▸ **DOCUMENT**:
C. Elliott

Audio By Carbonatix
“Every moment there’s a chance for redemption,” Bonnie Raitt said Sunday, adjusting the acoustic guitar slung across her body.
Her fingers teasing fleeting notes from the fretboard, the 75-year-old singer-songwriter was about to perform the title track of her most recent studio album, 2022’s Just Like That … and her observation – simple and well-worn though it may be – was about the fictional woman at the center of the song’s narrative.
But it wasn’t much of a leap to see the connection between her sentiment and the evening’s unspoken yet powerful undercurrent: Time, bearing us all ceaselessly forward, carried along past hope and regret, realization and reckoning.
Her 100-minute set inside a sold-out Winspear Opera House was her first local appearance in a little over two years, and a sturdy, soulful showcase for one of America’s most enduring performers.

▸ **PROBLEM DETAILS**: Copy the whole Bonnie Raitt concert review above word for word.

▸ **INFORMATION PROVIDED**:
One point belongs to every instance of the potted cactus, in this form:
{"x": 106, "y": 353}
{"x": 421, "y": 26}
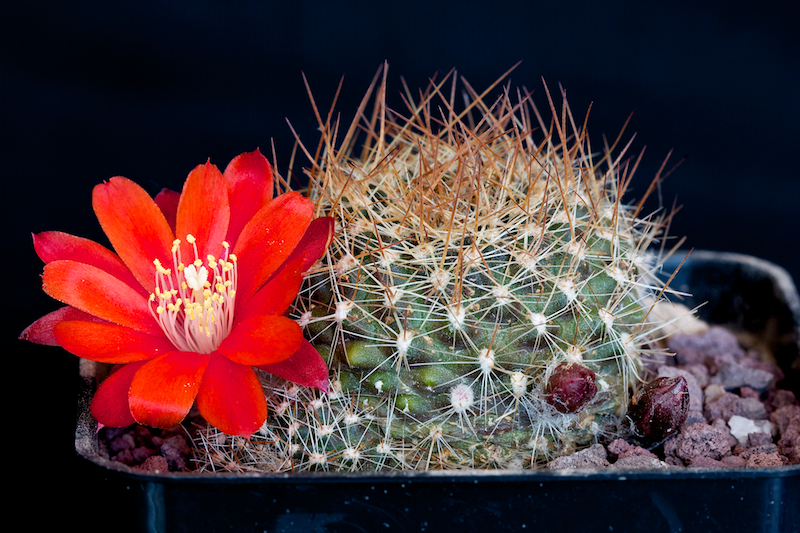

▸ **EXPECTED ANSWER**:
C. Elliott

Audio By Carbonatix
“Every moment there’s a chance for redemption,” Bonnie Raitt said Sunday, adjusting the acoustic guitar slung across her body.
Her fingers teasing fleeting notes from the fretboard, the 75-year-old singer-songwriter was about to perform the title track of her most recent studio album, 2022’s Just Like That … and her observation – simple and well-worn though it may be – was about the fictional woman at the center of the song’s narrative.
But it wasn’t much of a leap to see the connection between her sentiment and the evening’s unspoken yet powerful undercurrent: Time, bearing us all ceaselessly forward, carried along past hope and regret, realization and reckoning.
Her 100-minute set inside a sold-out Winspear Opera House was her first local appearance in a little over two years, and a sturdy, soulful showcase for one of America’s most enduring performers.